Data records:
• • • •

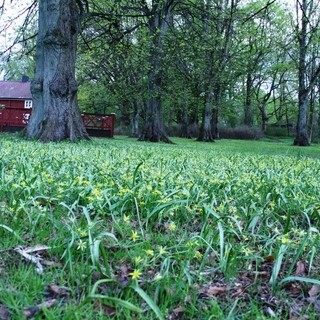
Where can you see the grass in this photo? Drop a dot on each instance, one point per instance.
(135, 230)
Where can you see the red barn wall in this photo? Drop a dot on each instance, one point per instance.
(13, 103)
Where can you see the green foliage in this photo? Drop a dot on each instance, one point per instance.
(153, 230)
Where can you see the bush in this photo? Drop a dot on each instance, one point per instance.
(242, 132)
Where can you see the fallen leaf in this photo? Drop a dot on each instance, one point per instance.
(176, 314)
(314, 291)
(58, 291)
(36, 248)
(4, 313)
(212, 291)
(270, 312)
(301, 269)
(108, 310)
(33, 259)
(30, 312)
(269, 259)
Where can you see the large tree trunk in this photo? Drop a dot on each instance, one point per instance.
(153, 129)
(248, 114)
(135, 120)
(55, 115)
(185, 123)
(205, 133)
(302, 137)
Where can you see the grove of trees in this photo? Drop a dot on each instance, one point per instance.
(184, 67)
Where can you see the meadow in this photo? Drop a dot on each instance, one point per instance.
(122, 229)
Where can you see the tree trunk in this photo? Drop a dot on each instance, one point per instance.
(185, 129)
(302, 137)
(248, 117)
(153, 129)
(205, 133)
(55, 115)
(135, 120)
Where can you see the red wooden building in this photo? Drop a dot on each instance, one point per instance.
(16, 108)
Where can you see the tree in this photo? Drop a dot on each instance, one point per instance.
(56, 115)
(307, 80)
(158, 18)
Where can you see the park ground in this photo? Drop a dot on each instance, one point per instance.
(120, 229)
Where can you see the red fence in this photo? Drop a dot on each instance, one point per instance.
(95, 123)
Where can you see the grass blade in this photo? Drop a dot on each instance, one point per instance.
(149, 301)
(300, 279)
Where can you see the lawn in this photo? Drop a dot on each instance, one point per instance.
(122, 229)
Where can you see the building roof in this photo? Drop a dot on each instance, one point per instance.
(15, 90)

• • • •

» **Direction**
Convert every line of the data records above into a Markdown table with the columns "No." and "Entry", giving each line its own numbered row and skipping blank lines. Leave the pictures out of the table.

» **Solution for this problem**
| No. | Entry |
|---|---|
| 1 | Where can you see the grass in this photo? Drop a dot on each instance, one point per instance. |
| 2 | (135, 230) |
| 3 | Where can you see the red barn wall in this photo? Drop a dot on each instance, one point per instance. |
| 4 | (13, 103) |
| 5 | Where can you see the green foliage in this photo? Drop a dot on each instance, one point per instance. |
| 6 | (153, 230) |
| 7 | Where can you see the bush in this photo? Drop a dot on each instance, one point per instance. |
| 8 | (242, 132) |
| 9 | Where can you see the fallen leaf in this photo? Drop a dot on each instance, one point per instance. |
| 10 | (176, 314) |
| 11 | (314, 291) |
| 12 | (58, 291) |
| 13 | (36, 248) |
| 14 | (4, 313) |
| 15 | (212, 291) |
| 16 | (270, 312) |
| 17 | (301, 269) |
| 18 | (108, 310) |
| 19 | (33, 259) |
| 20 | (30, 312) |
| 21 | (269, 259) |
| 22 | Where can you see the large tree trunk in this photo? Drop a dot on each instance, one point per instance. |
| 23 | (153, 129) |
| 24 | (248, 114) |
| 25 | (135, 120) |
| 26 | (55, 115) |
| 27 | (185, 123) |
| 28 | (205, 133) |
| 29 | (302, 137) |
| 30 | Where can you see the grove of trees in this photo? Drop a dot on each instance, one point per instance. |
| 31 | (184, 67) |
| 32 | Where can you see the meadow in this photo? Drop a dot on each instance, one point per instance. |
| 33 | (122, 229) |
| 34 | Where can you see the tree trunk in this photo? Drop a dot on each instance, one point per instance. |
| 35 | (185, 129) |
| 36 | (302, 137) |
| 37 | (248, 117) |
| 38 | (153, 129) |
| 39 | (205, 133) |
| 40 | (55, 115) |
| 41 | (135, 120) |
| 42 | Where can you see the red wooden building in this photo? Drop a dot on each instance, one point per instance. |
| 43 | (16, 108) |
| 44 | Where can you see the tree in this photo? Drop a dot on each instance, one point per instance. |
| 45 | (56, 115) |
| 46 | (307, 80) |
| 47 | (158, 18) |
| 48 | Where can you see the park ground in this photo? Drop a dot on each instance, one point per instance. |
| 49 | (120, 229) |
| 50 | Where can you see the red fence in this photo? Drop a dot on each instance, one point per instance. |
| 51 | (95, 123) |
| 52 | Where can you see the grass blade in this photo? Drop a dot on each instance, one point per instance. |
| 53 | (149, 301) |
| 54 | (300, 279) |
| 55 | Where can you see the lawn in this photo? Drop a dot on each instance, one point per instance. |
| 56 | (122, 229) |
| 57 | Where can you see the building roof in this photo? Drop a dot on each instance, one point per instance. |
| 58 | (15, 90) |